§ INSTRUCTIONS TO FOLLOW: Return these lines exactly as they are, starting at the line that contains "Does the flooded" and ending at the line that contains "(526, 94), (650, 140)", both included.

§ DATASET RECORDS:
----------

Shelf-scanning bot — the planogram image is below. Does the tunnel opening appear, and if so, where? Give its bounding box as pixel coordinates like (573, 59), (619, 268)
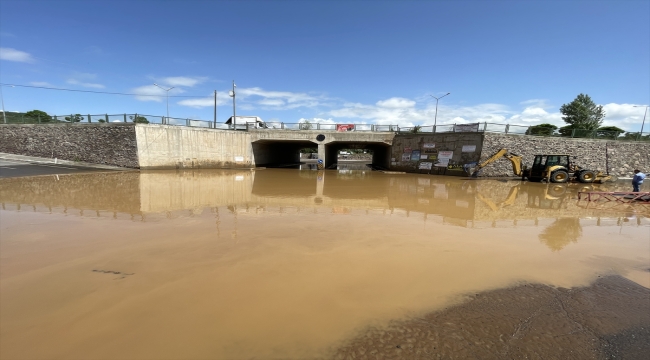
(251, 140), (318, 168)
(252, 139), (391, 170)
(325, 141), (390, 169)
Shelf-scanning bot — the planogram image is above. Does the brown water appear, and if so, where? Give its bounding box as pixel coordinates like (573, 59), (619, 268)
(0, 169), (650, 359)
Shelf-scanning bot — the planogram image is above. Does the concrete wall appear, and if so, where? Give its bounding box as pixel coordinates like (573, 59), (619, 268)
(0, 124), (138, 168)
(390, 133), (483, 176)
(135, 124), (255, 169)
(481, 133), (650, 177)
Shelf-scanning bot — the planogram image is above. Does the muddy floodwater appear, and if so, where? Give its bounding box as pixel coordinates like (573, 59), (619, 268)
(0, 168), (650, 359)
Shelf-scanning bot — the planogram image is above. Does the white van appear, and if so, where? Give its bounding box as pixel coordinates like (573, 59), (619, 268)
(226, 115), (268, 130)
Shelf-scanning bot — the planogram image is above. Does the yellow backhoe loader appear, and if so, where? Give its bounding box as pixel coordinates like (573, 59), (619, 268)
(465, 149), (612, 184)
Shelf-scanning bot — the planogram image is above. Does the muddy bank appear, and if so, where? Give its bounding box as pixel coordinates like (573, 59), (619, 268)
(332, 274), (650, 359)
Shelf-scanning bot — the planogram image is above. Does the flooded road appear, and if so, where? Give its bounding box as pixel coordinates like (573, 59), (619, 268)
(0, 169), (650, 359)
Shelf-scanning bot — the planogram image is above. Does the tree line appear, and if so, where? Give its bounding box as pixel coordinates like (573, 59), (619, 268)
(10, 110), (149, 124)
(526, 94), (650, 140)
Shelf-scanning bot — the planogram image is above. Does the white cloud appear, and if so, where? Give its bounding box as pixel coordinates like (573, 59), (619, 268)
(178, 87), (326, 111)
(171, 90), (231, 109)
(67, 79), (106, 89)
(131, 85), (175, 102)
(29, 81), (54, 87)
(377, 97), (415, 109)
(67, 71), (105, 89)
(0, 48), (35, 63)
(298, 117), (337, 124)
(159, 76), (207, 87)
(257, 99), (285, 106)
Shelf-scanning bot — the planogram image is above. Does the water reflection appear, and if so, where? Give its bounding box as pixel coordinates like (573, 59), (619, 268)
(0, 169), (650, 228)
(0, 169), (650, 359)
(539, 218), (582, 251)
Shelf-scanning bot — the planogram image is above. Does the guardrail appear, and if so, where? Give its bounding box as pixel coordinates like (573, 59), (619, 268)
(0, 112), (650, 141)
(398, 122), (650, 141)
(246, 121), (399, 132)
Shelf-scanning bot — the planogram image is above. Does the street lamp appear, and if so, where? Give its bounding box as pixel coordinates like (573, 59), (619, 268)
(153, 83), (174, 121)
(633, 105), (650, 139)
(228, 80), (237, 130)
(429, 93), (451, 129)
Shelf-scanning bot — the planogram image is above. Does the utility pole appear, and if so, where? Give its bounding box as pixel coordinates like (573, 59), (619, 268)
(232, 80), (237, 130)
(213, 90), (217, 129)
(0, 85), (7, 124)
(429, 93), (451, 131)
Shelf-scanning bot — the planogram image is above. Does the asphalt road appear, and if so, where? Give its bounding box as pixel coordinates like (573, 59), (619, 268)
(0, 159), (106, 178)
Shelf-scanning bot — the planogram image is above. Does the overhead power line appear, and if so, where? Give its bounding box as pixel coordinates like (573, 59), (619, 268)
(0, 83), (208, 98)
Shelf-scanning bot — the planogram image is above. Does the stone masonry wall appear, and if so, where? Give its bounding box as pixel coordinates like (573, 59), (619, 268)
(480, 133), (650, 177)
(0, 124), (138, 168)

----------

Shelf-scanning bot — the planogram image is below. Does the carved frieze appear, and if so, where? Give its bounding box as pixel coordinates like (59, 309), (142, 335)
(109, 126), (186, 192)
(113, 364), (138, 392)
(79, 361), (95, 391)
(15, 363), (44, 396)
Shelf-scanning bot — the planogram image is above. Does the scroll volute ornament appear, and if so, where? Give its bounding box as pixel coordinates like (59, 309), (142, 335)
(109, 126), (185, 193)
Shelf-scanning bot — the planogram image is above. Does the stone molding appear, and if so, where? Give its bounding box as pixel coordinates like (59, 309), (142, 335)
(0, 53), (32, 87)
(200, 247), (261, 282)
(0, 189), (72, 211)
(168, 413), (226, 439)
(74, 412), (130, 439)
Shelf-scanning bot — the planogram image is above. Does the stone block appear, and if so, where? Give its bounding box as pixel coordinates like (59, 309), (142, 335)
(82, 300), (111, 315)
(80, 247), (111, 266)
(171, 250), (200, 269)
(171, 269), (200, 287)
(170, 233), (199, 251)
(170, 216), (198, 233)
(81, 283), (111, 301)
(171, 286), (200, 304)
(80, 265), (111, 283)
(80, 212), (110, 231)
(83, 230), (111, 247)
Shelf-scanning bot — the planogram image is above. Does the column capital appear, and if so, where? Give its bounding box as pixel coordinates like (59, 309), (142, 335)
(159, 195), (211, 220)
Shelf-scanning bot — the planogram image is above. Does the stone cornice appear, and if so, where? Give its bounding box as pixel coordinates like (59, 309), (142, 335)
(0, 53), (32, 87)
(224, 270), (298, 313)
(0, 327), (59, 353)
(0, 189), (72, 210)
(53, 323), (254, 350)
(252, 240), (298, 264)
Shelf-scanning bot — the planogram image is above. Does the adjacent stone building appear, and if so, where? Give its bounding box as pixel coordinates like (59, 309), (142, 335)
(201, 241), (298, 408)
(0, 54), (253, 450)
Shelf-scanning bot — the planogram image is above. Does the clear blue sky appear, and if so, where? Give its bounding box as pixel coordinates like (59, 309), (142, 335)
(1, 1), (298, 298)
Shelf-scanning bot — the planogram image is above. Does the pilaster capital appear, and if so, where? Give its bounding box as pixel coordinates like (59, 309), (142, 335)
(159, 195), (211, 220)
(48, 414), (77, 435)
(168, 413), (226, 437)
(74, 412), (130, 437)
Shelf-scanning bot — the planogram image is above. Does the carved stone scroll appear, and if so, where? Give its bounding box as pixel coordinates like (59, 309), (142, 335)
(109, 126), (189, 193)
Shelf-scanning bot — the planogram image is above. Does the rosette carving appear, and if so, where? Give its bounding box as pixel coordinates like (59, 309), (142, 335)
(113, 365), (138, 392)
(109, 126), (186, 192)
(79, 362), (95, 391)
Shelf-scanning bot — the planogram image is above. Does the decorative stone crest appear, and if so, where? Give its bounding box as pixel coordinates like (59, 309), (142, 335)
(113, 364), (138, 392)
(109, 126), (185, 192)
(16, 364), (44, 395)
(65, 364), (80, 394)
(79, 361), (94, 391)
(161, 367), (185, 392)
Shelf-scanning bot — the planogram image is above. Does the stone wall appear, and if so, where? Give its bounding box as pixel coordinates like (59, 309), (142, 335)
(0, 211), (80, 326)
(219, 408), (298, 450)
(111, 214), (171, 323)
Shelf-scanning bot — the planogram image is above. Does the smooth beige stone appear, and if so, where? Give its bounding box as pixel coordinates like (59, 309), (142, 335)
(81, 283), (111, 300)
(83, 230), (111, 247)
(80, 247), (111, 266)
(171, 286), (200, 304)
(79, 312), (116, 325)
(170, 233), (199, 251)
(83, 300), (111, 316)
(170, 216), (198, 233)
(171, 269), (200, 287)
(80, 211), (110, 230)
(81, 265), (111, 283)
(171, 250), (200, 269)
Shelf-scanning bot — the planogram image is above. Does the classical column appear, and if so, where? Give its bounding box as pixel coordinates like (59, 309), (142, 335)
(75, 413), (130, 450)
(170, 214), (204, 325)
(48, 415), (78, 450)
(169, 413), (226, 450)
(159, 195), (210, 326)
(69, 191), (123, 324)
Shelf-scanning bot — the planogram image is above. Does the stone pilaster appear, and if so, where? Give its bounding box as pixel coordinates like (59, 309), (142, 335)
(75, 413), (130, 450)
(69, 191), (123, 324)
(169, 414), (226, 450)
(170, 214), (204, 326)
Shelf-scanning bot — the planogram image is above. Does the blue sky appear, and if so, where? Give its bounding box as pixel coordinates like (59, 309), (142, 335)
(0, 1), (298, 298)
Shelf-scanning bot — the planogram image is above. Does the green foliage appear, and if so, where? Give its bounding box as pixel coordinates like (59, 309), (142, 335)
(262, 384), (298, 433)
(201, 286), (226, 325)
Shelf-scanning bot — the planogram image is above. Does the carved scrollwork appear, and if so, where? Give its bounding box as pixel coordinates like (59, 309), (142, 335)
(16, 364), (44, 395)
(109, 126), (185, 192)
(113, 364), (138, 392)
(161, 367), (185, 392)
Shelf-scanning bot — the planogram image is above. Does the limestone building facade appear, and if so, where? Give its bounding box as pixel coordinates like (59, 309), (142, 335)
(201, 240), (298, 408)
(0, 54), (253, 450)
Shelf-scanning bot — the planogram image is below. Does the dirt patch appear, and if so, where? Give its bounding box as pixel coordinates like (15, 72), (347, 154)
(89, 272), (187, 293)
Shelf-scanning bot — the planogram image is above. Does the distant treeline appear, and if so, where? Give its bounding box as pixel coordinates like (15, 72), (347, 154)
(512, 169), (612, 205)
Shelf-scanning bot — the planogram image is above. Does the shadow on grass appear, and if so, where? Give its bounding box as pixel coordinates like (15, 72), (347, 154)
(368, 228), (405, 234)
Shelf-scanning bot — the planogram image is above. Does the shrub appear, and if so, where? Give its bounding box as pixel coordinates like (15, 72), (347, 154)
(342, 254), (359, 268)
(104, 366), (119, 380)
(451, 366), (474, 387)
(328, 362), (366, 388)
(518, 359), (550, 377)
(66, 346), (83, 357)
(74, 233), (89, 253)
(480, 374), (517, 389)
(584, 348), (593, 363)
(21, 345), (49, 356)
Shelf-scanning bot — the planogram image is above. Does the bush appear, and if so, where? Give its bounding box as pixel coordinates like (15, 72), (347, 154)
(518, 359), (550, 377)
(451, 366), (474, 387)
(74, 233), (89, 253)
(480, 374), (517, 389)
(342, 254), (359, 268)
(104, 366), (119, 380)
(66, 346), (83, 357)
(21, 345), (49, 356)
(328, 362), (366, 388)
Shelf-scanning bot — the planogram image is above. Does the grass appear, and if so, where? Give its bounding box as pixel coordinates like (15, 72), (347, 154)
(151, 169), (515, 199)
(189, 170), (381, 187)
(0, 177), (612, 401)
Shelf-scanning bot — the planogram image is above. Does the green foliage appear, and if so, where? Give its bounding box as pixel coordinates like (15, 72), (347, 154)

----------

§ WRITTEN ANSWER:
Shelf-scanning bot — the planogram image is above. Does the flooded road appear, and if so, where? Give its bounding box as pixel coordinates like (573, 59), (619, 268)
(0, 169), (650, 359)
Shelf-scanning bot — the planogram image is above. Does the tree line appear, and if so, where? Give its bounding box as pixel coordinates like (573, 59), (619, 268)
(10, 110), (149, 124)
(526, 94), (650, 140)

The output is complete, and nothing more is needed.